Print the lines below verbatim, changing nothing.

_ _ _

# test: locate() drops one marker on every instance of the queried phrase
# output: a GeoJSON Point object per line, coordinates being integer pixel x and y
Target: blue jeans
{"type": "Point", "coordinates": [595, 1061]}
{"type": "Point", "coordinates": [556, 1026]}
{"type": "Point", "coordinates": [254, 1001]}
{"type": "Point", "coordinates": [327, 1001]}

_ _ _

▶ **Worked answer**
# test: locate() drops one marker on every instance of the queried phrase
# output: a GeoJSON Point object per line, coordinates being integer pixel x and y
Target: blue jeans
{"type": "Point", "coordinates": [595, 1061]}
{"type": "Point", "coordinates": [556, 1026]}
{"type": "Point", "coordinates": [254, 1001]}
{"type": "Point", "coordinates": [327, 1001]}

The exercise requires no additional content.